Work to do →
Copy out every line in the listing below that contains the word "instance".

Supplied information →
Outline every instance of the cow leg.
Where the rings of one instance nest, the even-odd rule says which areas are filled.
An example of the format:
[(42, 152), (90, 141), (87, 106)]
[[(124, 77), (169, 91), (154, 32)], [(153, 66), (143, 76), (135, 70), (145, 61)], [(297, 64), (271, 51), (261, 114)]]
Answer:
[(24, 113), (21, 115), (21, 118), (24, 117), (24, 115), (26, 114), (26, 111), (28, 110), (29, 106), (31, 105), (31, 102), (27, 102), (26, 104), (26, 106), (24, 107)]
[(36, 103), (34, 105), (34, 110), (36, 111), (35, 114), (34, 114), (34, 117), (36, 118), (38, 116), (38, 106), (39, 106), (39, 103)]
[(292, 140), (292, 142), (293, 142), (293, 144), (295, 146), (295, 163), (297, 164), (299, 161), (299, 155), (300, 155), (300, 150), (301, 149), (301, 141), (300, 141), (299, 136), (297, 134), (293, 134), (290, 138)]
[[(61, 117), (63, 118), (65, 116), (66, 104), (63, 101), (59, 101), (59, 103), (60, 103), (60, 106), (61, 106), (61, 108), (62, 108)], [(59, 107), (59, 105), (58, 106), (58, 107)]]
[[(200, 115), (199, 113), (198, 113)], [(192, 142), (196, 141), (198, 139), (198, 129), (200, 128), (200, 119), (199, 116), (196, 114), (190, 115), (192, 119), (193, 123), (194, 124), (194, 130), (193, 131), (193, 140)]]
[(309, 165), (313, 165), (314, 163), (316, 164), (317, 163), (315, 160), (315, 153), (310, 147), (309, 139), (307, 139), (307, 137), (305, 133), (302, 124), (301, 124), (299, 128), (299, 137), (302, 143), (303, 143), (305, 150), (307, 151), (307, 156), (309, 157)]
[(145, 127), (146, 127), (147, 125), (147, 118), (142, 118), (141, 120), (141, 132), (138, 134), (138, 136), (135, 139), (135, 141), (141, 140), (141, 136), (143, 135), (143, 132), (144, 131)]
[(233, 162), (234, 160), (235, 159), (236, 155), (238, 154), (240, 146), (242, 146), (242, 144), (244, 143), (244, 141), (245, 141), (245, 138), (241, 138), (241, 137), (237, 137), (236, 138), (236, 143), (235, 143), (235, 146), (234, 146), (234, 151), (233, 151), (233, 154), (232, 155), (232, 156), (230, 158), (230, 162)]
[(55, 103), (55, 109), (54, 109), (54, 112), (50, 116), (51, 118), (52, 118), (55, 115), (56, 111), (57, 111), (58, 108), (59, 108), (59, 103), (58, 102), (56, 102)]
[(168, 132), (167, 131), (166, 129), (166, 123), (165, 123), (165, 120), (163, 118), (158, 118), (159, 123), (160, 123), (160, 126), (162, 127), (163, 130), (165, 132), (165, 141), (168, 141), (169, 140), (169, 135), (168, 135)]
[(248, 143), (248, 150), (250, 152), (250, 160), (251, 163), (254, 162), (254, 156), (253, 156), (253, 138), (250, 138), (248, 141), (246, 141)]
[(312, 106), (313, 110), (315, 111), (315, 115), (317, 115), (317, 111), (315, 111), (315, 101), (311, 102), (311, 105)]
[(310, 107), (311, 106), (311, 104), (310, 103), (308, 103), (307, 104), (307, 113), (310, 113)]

Expected answer →
Outline every instance of the cow leg.
Where the rings of one instance nest, the even-odd rule says which areas are filled.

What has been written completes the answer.